What is being asked —
Word for word, copy the records that follow.

Referring expression pointing data:
-- Opening Marker --
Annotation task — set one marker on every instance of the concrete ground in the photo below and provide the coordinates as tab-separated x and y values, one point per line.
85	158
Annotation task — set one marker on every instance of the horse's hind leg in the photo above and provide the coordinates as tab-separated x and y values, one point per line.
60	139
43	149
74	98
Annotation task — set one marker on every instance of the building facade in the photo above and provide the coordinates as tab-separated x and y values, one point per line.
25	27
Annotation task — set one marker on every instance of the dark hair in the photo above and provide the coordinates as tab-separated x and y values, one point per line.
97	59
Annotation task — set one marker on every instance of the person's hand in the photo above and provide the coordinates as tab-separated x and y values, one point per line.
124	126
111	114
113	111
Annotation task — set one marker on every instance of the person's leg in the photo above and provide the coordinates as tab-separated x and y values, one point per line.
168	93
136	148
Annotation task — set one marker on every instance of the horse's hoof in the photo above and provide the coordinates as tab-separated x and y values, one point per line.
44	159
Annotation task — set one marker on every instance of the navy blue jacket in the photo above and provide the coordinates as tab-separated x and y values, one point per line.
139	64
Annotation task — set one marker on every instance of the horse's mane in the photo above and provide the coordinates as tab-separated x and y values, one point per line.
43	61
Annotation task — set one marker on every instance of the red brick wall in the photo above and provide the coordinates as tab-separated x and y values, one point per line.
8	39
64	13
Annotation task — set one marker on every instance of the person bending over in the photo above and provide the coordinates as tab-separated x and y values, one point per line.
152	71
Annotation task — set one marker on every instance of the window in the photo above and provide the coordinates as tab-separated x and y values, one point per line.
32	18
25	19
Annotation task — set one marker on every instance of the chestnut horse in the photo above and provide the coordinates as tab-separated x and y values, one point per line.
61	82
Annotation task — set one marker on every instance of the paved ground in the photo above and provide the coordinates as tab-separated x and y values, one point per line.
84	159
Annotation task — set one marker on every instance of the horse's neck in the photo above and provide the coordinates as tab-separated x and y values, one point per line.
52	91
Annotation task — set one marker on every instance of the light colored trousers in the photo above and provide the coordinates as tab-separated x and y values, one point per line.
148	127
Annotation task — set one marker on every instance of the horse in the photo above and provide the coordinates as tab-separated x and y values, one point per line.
-- Closing Marker --
Exercise response —
Annotation task — set one marker on every instance of the concrete ground in the photo below and provide the coordinates as tab-separated x and y values, one point per line.
85	158
Annotation task — set one marker on every instance of the horse's hind leg in the photo above and provide the coordinates as tab-separated x and y values, one point per line.
60	139
43	149
74	98
Annotation task — set one marker on every instance of the building facade in the photo above and provide the coordinates as tab-separated x and y values, one point per line.
25	27
Annotation task — set one marker on every instance of the dark hair in the photo above and provide the coordinates as tab-separated x and y values, one point per line.
97	59
Annotation task — set one marker on every instance of the person's hand in the photo above and provide the coordinates as tab-separated x and y values, one point per line.
124	126
111	114
113	111
Annotation task — set one marker on every instance of the person's leg in the photo above and provide the coordinates as tab-separated x and y values, one point per line.
168	93
136	148
Annotation task — set one marker on every instance of the horse's hoof in the photo above and provide the coordinates as tab-separated x and y values, one point per line.
44	159
Annotation task — set one marker on every instance of the navy blue jacket in the photo above and provide the coordinates as tab-separated x and y values, one point per line.
139	64
Annotation task — set one marker on every instance of the horse's mane in the photo above and provide the coordinates as tab-separated x and y values, one point per line.
43	61
Annotation task — set one marker on every instance of the red brick wall in the photo above and provide the coordinates as tab-separated x and y values, one point per line.
8	39
64	13
Annotation task — set one marker on every instance of the person bending over in the photo above and provide the coordinates as tab-separated x and y values, one point per line.
152	71
Annotation task — set one marker on every instance of the window in the photo above and provide the coordinates as tab-separated x and y values, one point per line.
32	18
25	19
Annotation task — set one marker on every instance of the chestnut horse in the photo above and provide the coordinates as tab-separated x and y values, one point per line.
61	82
Annotation task — set one marker on every instance of the paved ground in the photo above and provide the coordinates as tab-separated x and y values, one point per line.
84	159
Annotation task — set one marker on every instance of the horse's neck in the photo above and provide the coordinates as tab-separated x and y values, one point per line.
52	91
Annotation task — set one marker on every instance of the light colored trousers in the photo above and provide the coordinates as tab-separated x and y values, one point per line.
148	127
Annotation task — set one marker on every instance of the horse in the photo above and provide the coordinates as tab-separated x and y values, one point per line.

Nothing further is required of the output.